- EXTRACT PROVIDED:
/---

17th Vice President of the Examination Yuan
- Incumbent
- Assumed office 20 December 2024
- Appointed by: Lai Ching-te
- President: Chou Hung-hsien
- Preceded by: Chou Hung-hsien

19th Minister of Examination
- In office 1 October 2019 – 20 May 2024
- President: Wu Jin-lin Huang Jong-tsun
- Preceded by: Tsai Tzung-jen
- Succeeded by: Lio Mon-chi

Personal details
- Born: 22 April 1961 (age 65) Taixi, Yunlin, Taiwan
- Party: Independent
- Other political affiliations: People First Party (2015) Kuomintang (until 2000)
- Parent: Hsu Wen-tsu (father)
- Education: Soochow University (BA); Ohio University (MA); Colorado State University (PhD);

= Hsu Shu-hsiang =

Taiwanese politician (born 1961)

Hsu Shu-hsiang (許舒翔; born 22 April 1961) is a Taiwanese political scientist and politician. In December 2024, he became the incumbent Vice President of the Examination Yuan.

== Early life and education ==
Hsu was born in Taixi, Yunlin. He is the eldest son of politician Hsu Wen-tsu. His younger brother, Hsu Shu-po, was a member of the Legislative Yuan from 1996 to 2012.

\---

- PROVIDED RECORDS:
/---

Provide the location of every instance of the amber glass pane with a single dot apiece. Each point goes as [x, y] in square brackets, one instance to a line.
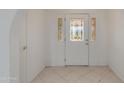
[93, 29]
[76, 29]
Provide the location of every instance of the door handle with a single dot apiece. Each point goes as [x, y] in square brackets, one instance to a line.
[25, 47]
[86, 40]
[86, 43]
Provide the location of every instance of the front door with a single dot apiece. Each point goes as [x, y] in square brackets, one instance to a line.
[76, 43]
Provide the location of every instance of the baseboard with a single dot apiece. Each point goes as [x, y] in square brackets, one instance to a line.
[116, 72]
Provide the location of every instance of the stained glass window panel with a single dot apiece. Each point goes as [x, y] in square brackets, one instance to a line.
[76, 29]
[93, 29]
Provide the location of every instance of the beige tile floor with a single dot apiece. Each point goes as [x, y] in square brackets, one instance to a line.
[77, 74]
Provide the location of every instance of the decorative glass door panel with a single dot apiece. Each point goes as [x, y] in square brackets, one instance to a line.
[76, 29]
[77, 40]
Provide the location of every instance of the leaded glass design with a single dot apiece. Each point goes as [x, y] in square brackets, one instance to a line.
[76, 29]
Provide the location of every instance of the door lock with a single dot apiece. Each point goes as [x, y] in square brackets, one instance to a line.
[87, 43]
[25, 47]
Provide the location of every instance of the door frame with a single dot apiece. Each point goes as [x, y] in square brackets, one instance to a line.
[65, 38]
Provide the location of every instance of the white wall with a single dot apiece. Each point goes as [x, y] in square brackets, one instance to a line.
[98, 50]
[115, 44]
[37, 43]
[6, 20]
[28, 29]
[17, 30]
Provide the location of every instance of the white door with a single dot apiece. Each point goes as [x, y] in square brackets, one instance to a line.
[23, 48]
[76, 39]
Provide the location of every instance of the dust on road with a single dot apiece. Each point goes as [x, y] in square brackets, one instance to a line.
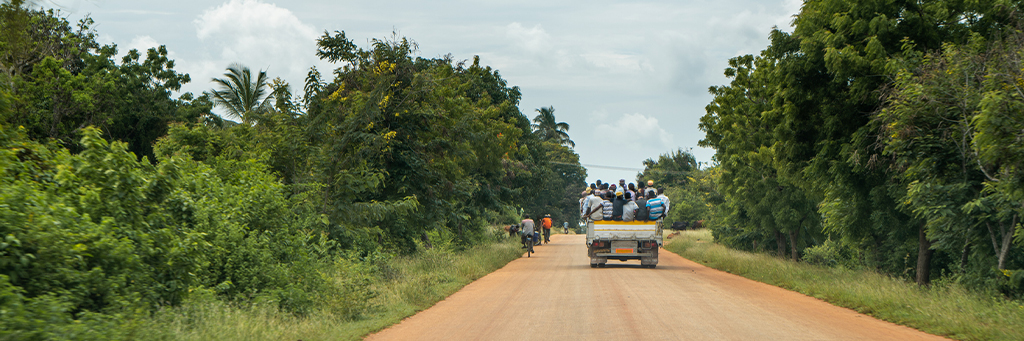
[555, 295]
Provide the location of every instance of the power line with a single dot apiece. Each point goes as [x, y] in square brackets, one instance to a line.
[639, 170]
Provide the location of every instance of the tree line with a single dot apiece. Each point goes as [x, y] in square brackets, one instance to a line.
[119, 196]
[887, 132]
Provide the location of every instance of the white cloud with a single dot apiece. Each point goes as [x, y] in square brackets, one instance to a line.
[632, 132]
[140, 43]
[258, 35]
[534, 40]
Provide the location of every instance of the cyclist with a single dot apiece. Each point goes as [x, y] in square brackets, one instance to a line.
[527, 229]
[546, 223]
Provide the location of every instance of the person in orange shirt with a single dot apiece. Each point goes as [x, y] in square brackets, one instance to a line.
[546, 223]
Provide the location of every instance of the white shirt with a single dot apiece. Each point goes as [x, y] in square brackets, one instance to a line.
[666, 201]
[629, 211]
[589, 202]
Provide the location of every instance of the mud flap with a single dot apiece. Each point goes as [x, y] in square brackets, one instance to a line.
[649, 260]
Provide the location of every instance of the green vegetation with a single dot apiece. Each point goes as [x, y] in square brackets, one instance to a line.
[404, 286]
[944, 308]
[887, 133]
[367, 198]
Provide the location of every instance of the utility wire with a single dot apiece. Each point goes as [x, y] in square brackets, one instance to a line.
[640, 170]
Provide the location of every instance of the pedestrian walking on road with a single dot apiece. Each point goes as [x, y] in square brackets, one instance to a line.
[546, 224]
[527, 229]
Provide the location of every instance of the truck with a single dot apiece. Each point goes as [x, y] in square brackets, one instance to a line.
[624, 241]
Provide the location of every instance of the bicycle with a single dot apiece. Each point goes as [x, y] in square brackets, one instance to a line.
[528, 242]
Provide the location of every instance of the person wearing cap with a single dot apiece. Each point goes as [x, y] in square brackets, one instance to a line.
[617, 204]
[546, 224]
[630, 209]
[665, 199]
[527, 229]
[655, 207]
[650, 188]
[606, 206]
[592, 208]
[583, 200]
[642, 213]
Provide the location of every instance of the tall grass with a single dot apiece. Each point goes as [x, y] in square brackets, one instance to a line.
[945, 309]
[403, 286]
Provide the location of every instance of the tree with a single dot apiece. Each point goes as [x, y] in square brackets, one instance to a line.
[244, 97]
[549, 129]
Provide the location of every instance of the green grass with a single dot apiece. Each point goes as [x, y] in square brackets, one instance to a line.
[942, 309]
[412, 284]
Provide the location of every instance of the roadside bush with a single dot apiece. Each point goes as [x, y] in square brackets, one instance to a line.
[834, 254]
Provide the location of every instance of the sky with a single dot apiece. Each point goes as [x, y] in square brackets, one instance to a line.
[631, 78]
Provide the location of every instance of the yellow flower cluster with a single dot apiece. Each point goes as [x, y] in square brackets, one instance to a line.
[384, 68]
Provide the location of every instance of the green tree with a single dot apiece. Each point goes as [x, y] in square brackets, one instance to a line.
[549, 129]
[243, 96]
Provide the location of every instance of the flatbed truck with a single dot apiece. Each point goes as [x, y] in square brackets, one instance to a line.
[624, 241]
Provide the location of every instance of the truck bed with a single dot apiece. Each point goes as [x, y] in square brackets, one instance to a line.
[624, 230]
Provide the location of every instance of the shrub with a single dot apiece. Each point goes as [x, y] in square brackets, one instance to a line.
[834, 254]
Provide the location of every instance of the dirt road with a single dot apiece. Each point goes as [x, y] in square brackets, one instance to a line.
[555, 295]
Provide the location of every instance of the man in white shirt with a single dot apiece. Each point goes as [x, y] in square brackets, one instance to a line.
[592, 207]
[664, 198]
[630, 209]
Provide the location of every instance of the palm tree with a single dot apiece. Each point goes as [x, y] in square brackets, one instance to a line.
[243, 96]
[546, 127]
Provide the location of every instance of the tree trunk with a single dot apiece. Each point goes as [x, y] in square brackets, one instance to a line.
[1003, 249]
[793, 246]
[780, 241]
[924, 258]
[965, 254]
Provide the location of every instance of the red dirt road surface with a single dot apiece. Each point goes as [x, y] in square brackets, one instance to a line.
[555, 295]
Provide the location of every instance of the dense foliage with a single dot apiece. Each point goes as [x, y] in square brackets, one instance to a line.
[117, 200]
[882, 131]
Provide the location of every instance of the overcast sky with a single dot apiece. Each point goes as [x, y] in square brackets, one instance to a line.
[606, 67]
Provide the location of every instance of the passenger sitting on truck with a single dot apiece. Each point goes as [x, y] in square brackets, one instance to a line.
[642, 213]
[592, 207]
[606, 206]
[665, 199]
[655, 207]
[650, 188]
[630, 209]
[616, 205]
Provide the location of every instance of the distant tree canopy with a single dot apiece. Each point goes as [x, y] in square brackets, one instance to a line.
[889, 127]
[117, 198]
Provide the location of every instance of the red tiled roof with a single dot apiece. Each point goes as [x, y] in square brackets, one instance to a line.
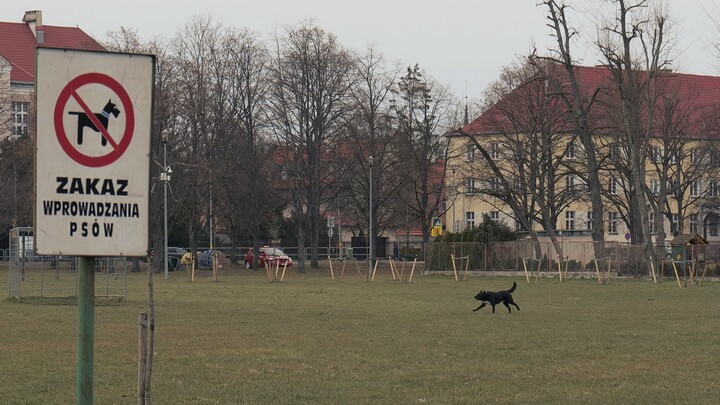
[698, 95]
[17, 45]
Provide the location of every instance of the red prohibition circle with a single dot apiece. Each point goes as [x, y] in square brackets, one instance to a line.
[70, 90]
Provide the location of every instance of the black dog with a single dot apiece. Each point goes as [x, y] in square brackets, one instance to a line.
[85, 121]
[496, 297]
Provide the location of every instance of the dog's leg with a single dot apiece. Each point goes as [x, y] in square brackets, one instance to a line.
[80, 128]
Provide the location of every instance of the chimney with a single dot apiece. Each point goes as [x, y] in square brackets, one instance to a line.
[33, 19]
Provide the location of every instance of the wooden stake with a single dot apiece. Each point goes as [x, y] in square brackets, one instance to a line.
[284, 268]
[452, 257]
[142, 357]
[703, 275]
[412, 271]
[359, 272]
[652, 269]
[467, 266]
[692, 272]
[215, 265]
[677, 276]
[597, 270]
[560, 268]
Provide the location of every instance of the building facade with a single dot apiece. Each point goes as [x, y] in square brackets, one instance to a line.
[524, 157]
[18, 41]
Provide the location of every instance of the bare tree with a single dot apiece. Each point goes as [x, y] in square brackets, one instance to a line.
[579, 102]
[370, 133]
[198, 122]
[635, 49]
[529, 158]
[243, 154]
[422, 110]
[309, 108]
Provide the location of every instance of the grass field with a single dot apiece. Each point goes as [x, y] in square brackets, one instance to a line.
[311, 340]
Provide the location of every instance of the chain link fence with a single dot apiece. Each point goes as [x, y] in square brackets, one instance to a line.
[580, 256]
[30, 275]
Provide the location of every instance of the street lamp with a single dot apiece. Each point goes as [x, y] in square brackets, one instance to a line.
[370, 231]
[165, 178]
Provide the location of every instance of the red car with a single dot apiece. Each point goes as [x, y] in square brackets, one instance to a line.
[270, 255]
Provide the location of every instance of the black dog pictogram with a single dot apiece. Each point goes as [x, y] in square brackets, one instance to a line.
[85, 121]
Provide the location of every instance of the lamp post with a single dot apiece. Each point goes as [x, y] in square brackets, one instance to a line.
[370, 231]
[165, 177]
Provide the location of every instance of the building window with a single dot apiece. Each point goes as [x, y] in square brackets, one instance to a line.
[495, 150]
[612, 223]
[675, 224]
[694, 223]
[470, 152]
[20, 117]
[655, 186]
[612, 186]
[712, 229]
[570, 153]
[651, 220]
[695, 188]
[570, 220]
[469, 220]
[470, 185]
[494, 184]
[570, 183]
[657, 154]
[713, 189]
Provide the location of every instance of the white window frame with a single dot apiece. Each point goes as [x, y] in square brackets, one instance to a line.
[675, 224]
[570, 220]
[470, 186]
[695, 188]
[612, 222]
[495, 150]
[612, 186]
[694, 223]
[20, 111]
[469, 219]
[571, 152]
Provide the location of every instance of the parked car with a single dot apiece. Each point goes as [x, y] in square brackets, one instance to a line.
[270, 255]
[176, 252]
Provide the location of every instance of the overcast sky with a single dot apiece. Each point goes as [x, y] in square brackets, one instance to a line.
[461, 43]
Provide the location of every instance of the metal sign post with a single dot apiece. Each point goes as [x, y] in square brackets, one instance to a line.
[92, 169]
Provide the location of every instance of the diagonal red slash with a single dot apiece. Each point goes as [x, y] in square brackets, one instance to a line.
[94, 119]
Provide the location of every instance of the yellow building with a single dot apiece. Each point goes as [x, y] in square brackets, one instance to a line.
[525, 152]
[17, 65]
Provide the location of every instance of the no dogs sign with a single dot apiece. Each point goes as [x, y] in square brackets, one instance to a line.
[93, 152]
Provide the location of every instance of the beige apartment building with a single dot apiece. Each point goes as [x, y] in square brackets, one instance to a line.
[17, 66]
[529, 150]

\---
/---

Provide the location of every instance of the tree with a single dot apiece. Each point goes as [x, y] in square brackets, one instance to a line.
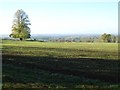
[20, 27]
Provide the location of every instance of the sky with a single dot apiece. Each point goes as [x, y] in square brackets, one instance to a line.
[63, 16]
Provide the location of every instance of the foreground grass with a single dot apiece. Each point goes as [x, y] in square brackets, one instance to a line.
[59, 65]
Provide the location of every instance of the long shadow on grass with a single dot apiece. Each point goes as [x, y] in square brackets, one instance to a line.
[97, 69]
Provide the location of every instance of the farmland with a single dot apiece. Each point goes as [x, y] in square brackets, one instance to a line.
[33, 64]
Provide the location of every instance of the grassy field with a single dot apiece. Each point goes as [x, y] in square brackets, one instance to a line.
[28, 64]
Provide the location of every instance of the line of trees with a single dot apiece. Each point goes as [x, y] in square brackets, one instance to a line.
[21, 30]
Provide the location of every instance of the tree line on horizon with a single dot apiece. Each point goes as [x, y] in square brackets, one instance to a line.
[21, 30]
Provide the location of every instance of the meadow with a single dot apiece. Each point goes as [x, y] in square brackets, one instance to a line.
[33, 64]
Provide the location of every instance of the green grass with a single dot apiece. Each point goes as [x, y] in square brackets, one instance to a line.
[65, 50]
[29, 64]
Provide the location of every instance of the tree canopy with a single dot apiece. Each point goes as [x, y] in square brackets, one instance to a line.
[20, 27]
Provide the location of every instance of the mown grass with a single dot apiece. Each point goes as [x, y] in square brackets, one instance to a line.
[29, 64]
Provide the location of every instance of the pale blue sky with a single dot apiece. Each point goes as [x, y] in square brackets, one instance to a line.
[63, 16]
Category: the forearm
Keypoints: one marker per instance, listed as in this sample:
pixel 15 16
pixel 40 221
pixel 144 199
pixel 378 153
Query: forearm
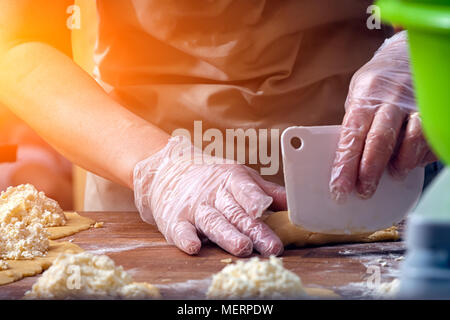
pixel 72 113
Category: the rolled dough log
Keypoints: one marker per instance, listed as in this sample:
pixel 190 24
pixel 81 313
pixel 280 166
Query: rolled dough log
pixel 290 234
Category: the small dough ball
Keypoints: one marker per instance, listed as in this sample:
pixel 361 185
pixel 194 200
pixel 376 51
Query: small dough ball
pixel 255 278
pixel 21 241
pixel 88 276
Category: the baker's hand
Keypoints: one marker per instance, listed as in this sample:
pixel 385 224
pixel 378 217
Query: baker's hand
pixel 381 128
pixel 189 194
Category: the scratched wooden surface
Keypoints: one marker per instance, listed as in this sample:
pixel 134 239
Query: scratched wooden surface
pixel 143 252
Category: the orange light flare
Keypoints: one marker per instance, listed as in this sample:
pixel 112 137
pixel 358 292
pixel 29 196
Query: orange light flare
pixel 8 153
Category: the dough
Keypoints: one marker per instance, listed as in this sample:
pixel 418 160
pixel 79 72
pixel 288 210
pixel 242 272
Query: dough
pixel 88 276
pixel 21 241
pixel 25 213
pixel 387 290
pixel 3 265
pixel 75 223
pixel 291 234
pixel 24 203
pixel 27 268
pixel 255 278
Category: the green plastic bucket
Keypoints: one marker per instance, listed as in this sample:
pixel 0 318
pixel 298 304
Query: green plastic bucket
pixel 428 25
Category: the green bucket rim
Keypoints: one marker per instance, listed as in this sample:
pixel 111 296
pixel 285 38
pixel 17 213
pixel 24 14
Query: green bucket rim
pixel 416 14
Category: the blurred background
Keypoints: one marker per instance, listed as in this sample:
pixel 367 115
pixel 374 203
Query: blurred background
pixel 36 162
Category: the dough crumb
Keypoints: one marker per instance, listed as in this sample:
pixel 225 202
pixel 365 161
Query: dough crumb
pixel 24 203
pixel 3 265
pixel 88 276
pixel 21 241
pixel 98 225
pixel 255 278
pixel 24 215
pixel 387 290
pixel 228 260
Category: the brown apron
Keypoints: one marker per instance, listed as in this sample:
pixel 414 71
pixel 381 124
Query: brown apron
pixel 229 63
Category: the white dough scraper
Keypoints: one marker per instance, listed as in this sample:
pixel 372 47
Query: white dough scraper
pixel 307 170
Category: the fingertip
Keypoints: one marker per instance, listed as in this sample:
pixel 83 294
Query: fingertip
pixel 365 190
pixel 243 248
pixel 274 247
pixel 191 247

\---

- AIM OF THE TASK: Please summarize the profile of Hsu Shu-hsiang in two sentences. The records have nothing to do with the profile of Hsu Shu-hsiang.

- OUTPUT BELOW: Hsu Shu-hsiang, born 22 April 1961 in Taixi, Yunlin, is a Taiwanese political scientist and politician who became Vice President of the Examination Yuan in December 2024, after serving as Minister of Examination from 2019 to 2024. He is the eldest son of politician Hsu Wen-tsu, and his younger brother, Hsu Shu-po, was a member of the Legislative Yuan from 1996 to 2012.